» Exercise description
What you return should be only the lines in the entries below between the one holding "Target phrase = futsal shoe" and the one holding "Target phrase = tree trunk", ends included, with every picture left out.

(Dataset records)
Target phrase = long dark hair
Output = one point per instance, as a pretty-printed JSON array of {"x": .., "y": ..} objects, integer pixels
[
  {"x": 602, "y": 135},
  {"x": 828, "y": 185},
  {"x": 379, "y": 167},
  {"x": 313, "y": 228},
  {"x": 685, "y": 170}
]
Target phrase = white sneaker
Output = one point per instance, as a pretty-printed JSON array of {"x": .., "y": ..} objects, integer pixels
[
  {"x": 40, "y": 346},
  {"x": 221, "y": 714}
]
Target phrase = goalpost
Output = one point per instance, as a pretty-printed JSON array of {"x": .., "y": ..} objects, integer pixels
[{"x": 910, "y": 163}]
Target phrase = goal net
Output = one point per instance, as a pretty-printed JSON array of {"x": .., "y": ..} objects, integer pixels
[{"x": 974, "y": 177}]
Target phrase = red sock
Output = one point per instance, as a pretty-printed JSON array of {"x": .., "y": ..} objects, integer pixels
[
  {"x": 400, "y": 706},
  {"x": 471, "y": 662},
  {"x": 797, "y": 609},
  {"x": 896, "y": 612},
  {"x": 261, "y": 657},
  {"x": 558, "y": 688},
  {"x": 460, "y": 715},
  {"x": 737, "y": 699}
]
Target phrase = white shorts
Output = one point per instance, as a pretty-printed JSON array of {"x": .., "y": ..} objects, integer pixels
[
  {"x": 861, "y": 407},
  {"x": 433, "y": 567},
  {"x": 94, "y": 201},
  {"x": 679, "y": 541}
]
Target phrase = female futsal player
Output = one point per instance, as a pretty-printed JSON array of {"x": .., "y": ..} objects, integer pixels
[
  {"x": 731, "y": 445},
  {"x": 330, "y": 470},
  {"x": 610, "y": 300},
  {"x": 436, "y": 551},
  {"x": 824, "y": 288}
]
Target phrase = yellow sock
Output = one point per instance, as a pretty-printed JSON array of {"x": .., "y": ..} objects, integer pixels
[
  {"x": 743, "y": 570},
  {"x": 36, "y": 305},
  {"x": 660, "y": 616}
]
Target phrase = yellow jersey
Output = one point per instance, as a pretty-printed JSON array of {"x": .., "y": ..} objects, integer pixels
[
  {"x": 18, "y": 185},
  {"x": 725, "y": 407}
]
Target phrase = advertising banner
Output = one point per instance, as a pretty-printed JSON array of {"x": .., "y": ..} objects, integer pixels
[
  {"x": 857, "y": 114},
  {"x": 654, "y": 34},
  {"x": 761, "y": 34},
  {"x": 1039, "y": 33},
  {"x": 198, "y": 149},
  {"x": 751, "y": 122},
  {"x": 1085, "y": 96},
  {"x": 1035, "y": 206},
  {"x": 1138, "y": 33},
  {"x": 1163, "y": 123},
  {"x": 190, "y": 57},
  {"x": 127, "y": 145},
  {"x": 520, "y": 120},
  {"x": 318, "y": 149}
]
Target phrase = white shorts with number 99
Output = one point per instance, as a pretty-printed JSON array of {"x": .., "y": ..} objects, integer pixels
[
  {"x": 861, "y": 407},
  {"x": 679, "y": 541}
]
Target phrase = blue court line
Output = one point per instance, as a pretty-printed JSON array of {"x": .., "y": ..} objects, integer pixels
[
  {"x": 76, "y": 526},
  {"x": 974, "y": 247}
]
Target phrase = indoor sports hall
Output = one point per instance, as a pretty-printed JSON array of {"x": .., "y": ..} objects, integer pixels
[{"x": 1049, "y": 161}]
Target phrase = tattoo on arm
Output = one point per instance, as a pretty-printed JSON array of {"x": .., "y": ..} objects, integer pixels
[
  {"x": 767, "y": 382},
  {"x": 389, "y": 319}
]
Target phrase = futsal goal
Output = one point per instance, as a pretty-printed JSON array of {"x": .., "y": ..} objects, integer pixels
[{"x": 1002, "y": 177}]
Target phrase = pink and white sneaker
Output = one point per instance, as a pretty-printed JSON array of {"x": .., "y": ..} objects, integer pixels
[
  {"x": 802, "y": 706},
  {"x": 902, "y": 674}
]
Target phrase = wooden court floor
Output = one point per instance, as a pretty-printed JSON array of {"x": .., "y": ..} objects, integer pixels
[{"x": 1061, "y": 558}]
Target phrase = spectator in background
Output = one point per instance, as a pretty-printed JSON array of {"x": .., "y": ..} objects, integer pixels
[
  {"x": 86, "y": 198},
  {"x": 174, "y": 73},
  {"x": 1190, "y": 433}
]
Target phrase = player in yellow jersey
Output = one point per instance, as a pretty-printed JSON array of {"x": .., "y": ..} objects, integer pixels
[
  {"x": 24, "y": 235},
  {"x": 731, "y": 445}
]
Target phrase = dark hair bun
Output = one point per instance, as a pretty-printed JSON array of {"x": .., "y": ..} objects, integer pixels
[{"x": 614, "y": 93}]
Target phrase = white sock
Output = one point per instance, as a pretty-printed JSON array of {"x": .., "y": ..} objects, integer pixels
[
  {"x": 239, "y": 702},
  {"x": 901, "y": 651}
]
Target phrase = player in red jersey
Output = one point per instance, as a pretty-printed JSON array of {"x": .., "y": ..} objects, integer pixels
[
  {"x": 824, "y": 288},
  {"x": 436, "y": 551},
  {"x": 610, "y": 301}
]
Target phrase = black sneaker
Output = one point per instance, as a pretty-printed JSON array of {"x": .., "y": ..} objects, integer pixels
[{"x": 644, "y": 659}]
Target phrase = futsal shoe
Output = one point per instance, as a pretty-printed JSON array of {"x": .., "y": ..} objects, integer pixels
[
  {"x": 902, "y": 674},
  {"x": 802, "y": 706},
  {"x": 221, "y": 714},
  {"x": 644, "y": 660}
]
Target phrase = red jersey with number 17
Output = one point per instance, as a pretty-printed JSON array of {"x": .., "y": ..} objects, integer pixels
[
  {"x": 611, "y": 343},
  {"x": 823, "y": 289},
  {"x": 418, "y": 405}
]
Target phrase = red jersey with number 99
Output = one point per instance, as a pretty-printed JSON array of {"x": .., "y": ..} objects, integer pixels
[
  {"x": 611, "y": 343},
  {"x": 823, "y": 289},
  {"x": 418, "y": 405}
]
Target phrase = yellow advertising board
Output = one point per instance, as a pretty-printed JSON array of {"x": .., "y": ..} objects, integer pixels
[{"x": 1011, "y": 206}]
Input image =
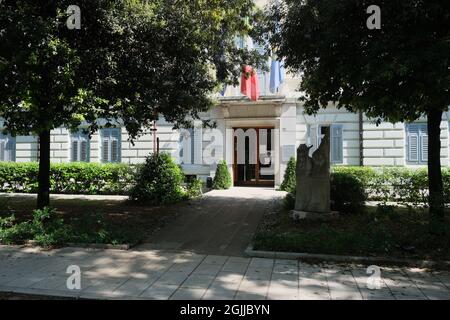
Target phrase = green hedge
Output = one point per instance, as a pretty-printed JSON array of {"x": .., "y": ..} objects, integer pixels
[
  {"x": 159, "y": 181},
  {"x": 222, "y": 179},
  {"x": 68, "y": 178},
  {"x": 352, "y": 186}
]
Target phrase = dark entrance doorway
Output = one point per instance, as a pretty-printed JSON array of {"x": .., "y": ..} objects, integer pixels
[{"x": 254, "y": 157}]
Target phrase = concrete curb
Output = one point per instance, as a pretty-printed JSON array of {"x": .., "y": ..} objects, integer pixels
[
  {"x": 124, "y": 247},
  {"x": 345, "y": 259}
]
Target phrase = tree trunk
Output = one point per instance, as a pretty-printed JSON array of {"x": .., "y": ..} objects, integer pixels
[
  {"x": 435, "y": 186},
  {"x": 44, "y": 170}
]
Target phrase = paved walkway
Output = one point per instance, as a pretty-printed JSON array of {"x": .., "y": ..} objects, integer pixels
[
  {"x": 222, "y": 222},
  {"x": 110, "y": 274}
]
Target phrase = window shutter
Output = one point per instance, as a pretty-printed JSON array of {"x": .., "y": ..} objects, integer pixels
[
  {"x": 105, "y": 149},
  {"x": 11, "y": 147},
  {"x": 424, "y": 143},
  {"x": 198, "y": 145},
  {"x": 74, "y": 150},
  {"x": 336, "y": 144},
  {"x": 413, "y": 143},
  {"x": 115, "y": 145},
  {"x": 84, "y": 151},
  {"x": 2, "y": 150},
  {"x": 186, "y": 146}
]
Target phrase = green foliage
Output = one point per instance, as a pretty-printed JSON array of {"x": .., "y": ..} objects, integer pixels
[
  {"x": 121, "y": 65},
  {"x": 68, "y": 178},
  {"x": 372, "y": 71},
  {"x": 289, "y": 201},
  {"x": 222, "y": 179},
  {"x": 352, "y": 186},
  {"x": 378, "y": 77},
  {"x": 289, "y": 182},
  {"x": 47, "y": 229},
  {"x": 194, "y": 188},
  {"x": 387, "y": 233},
  {"x": 158, "y": 181},
  {"x": 347, "y": 193}
]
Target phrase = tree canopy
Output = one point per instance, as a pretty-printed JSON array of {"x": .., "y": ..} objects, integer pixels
[
  {"x": 131, "y": 60},
  {"x": 400, "y": 72}
]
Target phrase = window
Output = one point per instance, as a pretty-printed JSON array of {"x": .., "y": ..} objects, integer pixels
[
  {"x": 110, "y": 144},
  {"x": 80, "y": 147},
  {"x": 191, "y": 146},
  {"x": 7, "y": 147},
  {"x": 417, "y": 143},
  {"x": 336, "y": 141}
]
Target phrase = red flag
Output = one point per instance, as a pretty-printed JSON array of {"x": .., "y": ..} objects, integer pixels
[{"x": 249, "y": 83}]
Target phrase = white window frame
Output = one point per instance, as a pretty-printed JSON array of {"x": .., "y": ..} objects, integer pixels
[
  {"x": 107, "y": 136},
  {"x": 193, "y": 147},
  {"x": 7, "y": 148},
  {"x": 79, "y": 137},
  {"x": 317, "y": 137}
]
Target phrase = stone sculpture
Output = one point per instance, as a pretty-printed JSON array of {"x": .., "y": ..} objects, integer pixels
[{"x": 313, "y": 180}]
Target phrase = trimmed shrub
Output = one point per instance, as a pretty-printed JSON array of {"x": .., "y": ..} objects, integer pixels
[
  {"x": 68, "y": 178},
  {"x": 289, "y": 179},
  {"x": 347, "y": 193},
  {"x": 194, "y": 188},
  {"x": 222, "y": 179},
  {"x": 158, "y": 181}
]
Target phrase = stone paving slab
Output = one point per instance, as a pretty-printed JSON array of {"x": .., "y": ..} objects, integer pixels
[{"x": 155, "y": 274}]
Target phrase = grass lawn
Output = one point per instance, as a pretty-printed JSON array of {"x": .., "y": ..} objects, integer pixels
[
  {"x": 98, "y": 221},
  {"x": 401, "y": 234}
]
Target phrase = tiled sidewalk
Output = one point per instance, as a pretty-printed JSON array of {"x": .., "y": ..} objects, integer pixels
[{"x": 150, "y": 274}]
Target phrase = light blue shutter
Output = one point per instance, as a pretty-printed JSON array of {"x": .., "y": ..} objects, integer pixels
[
  {"x": 336, "y": 144},
  {"x": 197, "y": 145},
  {"x": 413, "y": 142},
  {"x": 423, "y": 143},
  {"x": 105, "y": 145},
  {"x": 115, "y": 145},
  {"x": 7, "y": 148},
  {"x": 2, "y": 149},
  {"x": 191, "y": 160},
  {"x": 84, "y": 150},
  {"x": 74, "y": 149}
]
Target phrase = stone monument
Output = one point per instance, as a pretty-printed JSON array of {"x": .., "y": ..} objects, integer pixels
[{"x": 312, "y": 199}]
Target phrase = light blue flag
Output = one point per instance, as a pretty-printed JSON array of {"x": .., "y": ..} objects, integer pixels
[{"x": 277, "y": 75}]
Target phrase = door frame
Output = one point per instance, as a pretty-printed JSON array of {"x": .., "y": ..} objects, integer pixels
[{"x": 257, "y": 182}]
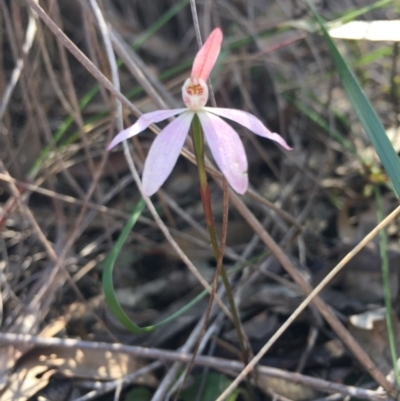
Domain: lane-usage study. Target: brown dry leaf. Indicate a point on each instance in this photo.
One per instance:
(370, 330)
(287, 389)
(35, 368)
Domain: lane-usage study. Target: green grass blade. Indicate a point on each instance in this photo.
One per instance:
(365, 112)
(108, 284)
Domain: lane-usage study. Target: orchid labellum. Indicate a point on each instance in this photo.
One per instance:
(222, 139)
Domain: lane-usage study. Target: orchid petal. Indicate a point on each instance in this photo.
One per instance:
(164, 153)
(227, 149)
(207, 55)
(142, 123)
(250, 122)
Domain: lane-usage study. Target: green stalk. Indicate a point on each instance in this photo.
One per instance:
(386, 286)
(198, 144)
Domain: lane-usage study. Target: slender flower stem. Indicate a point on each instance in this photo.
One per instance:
(198, 143)
(386, 287)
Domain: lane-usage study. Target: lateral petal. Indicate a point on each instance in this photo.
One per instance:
(250, 122)
(164, 153)
(227, 149)
(207, 55)
(142, 123)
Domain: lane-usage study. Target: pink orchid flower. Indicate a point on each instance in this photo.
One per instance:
(222, 139)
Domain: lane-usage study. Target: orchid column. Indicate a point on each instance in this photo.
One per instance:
(223, 141)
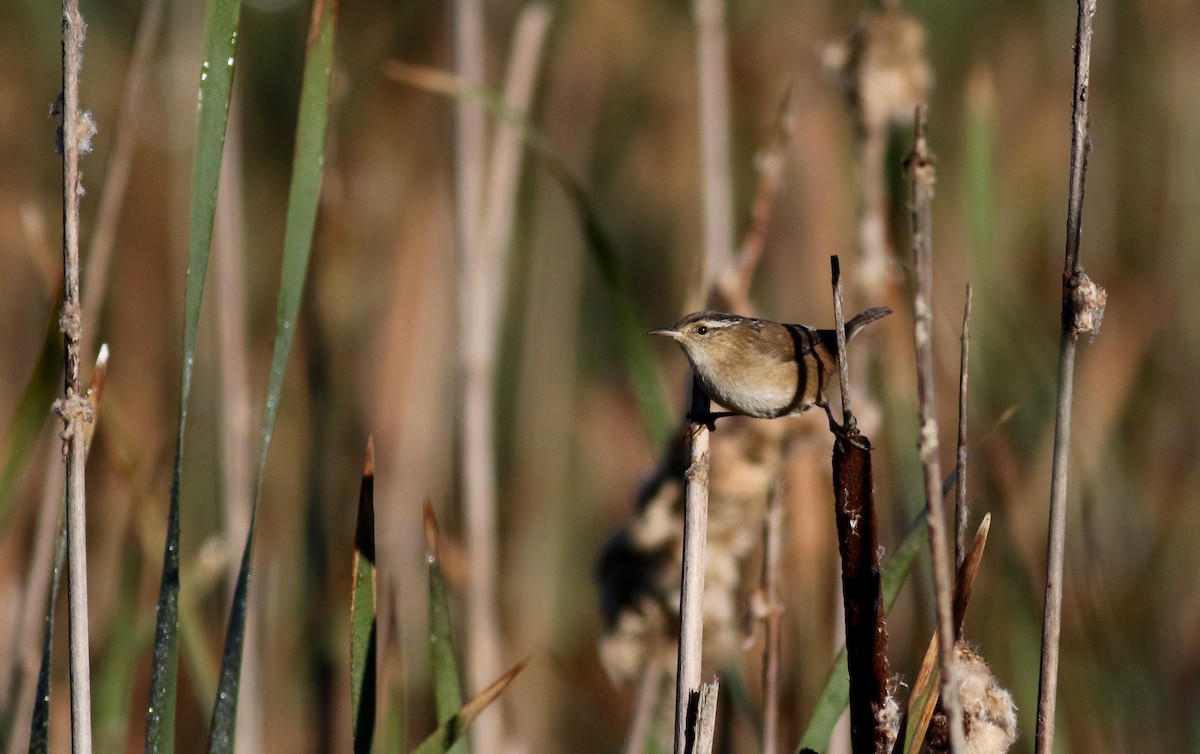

» Answer to the problem
Target phrase = futsal shoe
Output = one point per instance, as a pretty-printed JSON array of {"x": .., "y": ..} objects, integer pixels
[
  {"x": 902, "y": 674},
  {"x": 802, "y": 706},
  {"x": 221, "y": 714},
  {"x": 644, "y": 660}
]
Target phrase = red jersey with number 17
Output = one point per instance, as a pretty-printed JSON array of {"x": .., "y": ..} objects, integer pixels
[
  {"x": 611, "y": 343},
  {"x": 823, "y": 289},
  {"x": 418, "y": 405}
]
Target phrase = red jersey with number 99
Output = one point per instance, as a pretty-printed JSON array of {"x": .., "y": ..} objects, integer pixels
[
  {"x": 611, "y": 343},
  {"x": 823, "y": 289},
  {"x": 418, "y": 405}
]
Target phrase = yellow advertising board
Output = one point per instance, as a pretty-printed JSON array of {"x": .., "y": ..} objects, integer pixels
[{"x": 1011, "y": 206}]
Input image =
Target phrase = green hedge
Output = one point per instance, as a pretty-printed JSON array of {"x": .., "y": ..} objects, integer pixels
[
  {"x": 159, "y": 181},
  {"x": 222, "y": 179},
  {"x": 68, "y": 178},
  {"x": 352, "y": 186}
]
Target phrase = dark entrance doorway
Output = one point per instance, as a pretty-printed JSON array of {"x": .., "y": ..} objects, integer pixels
[{"x": 254, "y": 157}]
Target phrase = concrete curb
Output = one point per instance, as a pretty-printed JSON array of {"x": .., "y": ..} objects, integer pixels
[
  {"x": 124, "y": 247},
  {"x": 345, "y": 259}
]
Target phrase = tree trunk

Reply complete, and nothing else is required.